#### WHAT YOU WILL DO
Take the data that follows and retype it word for word.

#### PROVIDED RECORDS
*****

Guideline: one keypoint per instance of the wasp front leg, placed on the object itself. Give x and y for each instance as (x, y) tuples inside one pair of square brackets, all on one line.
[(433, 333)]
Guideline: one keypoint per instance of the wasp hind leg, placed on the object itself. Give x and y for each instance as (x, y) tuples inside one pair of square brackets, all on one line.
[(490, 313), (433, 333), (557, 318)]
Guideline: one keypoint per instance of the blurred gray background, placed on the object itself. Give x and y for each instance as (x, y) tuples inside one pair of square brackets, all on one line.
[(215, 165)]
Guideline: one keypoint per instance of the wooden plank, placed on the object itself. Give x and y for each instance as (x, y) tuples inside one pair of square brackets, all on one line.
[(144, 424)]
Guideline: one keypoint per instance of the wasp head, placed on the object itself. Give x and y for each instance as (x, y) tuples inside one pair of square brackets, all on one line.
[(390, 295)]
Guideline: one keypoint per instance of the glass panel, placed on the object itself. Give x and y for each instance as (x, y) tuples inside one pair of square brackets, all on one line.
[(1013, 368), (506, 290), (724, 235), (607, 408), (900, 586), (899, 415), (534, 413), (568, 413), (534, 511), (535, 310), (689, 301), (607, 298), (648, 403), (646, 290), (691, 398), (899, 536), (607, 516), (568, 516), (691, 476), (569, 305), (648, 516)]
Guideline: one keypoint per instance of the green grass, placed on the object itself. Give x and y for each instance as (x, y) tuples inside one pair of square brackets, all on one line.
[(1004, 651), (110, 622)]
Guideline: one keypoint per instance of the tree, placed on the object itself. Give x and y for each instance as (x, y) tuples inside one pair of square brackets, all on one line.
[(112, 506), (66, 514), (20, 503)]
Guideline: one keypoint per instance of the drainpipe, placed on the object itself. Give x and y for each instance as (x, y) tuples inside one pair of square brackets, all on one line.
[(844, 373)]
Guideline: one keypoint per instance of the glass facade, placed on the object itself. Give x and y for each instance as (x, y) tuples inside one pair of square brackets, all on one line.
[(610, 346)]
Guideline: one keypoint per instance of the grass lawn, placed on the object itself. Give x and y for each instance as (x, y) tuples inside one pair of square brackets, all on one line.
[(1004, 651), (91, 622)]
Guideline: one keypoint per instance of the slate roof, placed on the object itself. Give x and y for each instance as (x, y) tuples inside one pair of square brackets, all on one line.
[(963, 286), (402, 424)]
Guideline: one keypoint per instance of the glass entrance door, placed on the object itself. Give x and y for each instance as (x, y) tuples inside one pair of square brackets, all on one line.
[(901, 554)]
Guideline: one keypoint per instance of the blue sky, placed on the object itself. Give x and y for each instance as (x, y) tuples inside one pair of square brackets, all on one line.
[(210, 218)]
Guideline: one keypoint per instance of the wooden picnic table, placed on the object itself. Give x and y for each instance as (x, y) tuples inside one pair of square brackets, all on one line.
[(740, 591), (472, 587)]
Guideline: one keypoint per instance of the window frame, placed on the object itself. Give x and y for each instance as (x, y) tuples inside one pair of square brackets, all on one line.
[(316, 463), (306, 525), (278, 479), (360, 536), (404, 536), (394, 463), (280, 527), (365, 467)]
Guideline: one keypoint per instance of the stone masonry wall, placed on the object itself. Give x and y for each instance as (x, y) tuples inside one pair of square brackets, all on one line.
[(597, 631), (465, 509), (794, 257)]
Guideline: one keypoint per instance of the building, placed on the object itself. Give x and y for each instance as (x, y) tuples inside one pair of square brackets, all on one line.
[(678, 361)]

*****

#### RESPONSE FOR THIS EXERCISE
Guideline: one keypoint per instance of the wasp front leg, placed on the object itself. Give x and y for each instance as (x, y) tuples inside one pair of square brackets, all on one line.
[(433, 333)]
Guideline: one keypoint per instance of the wasp hind leg, placed on the object itself. Give x and y for each instance as (x, y) tuples inside one pair of square brackets, all on one line.
[(490, 313), (433, 333), (557, 318)]
Guideline: one keypoint per instance of the blurred gray background, placed on the object itself. Give x and y for each instance as (x, y) tuples inside one pair of square brackets, all on one line.
[(215, 165)]
Guideline: one keypoint per instance of the wooden plank, placed on the object itself. Give x and y for each instance as (x, y) tuples inside one pair of square brackets, all on one line.
[(144, 424)]
Guideline: one keypoint per instance of the wasp head, placed on the object itself. Give x and y for each instance as (x, y) tuples inside one pair of square brackets, all on one line.
[(390, 295)]
Guideline: one keypoint per instance of the glass panel, placed on the object itself. Give x and y for each instance as (x, y) tuples inside one pair of square brackets, all on one line.
[(1013, 368), (506, 290), (724, 235), (607, 408), (900, 586), (899, 415), (534, 413), (568, 413), (534, 511), (535, 310), (689, 301), (607, 298), (648, 403), (646, 290), (691, 398), (899, 536), (607, 516), (568, 516), (691, 476), (569, 305), (648, 516)]
Guideline: one keypoint per instance of the green grass, placed on the object itself. Give x and y for each instance as (x, y) tuples inside one pair of square brackets, all on one line.
[(1004, 651), (110, 622)]
Guideline: one keypoint per instance of the tree, placed on the object itself. Give x and y for each instance as (x, y) tuples inside one pair of square brackets, all on one line.
[(112, 506), (66, 514), (20, 503)]
Guideline: one keypoint per instance of the drainpipe, placed on the object itself. Give x and y for each instance as (x, y) tuples inside one pair of square brackets, all on one line.
[(844, 373)]
Guideline: one keypoint per instance of the glass facade, placed on the object itself. Give x and y for each instance as (x, y) tuples inside one pair of square brackets, all on one line.
[(610, 346)]
Guideline: one keypoint per instance of the grass lawn, placed on the object itself. Give x and y for each instance as (x, y) tuples inside one pair of square brackets, all on one line.
[(1004, 651), (91, 622)]
Guideline: one keypoint per instance of the slate roof, placed on the object itself. Give x and y for each instance as (x, y) tuples inside one pair of square brackets, all on one line.
[(963, 286), (402, 424)]
Guideline: one keypoint per instance of the glass entrance door, placed on the object itself. Give x and y for each instance as (x, y) tuples inside one pair of square brackets, all on one line.
[(901, 554)]
Guideline: one keypoint per instance of the blue sky, placed on the object itself. Give x and y for each instance as (x, y) tuples inside one pair of square brackets, all on one line.
[(210, 218)]
Guideline: one keypoint per instance of the wooden picnic table, placed on the object itself. Give x and y for each instance as (x, y) tuples inside one pair of square brackets, all on one line.
[(740, 591), (472, 587)]
Guideline: one keypoint per instance of the window frame, placed on the object itself. Give x and y for each instance as (x, y) tuples inside one pair of square brackets, all on one line.
[(316, 463), (306, 525), (278, 479), (360, 536), (404, 536), (394, 463), (280, 527), (365, 467)]
Guideline: one keypoint per instance of the stone masonry wall, placed on the object itself. Give x and y for each instance as (x, y) tuples inside one pair of square brackets, all on one line.
[(597, 631), (465, 509), (794, 257)]
Guideline: one keypoint per instance of the building, placed on the object itself. Give x and y for each instance as (x, y) tuples inside one pair of square brackets, all on one line.
[(678, 361)]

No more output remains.